** Opening Source material block **
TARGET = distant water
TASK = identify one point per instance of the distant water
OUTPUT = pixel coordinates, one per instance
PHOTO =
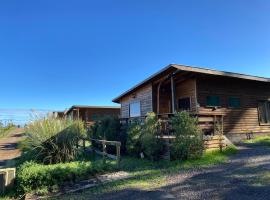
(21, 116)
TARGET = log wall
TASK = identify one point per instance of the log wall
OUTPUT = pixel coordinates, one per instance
** Closing Source material block **
** Opening Source material block **
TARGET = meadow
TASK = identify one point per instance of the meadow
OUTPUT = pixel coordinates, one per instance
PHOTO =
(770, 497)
** Closing Source material block **
## Exercise prompt
Bring together each line above where the string "meadow" turns up.

## Expected answer
TARGET = meadow
TASK = identify one point per instance of the meadow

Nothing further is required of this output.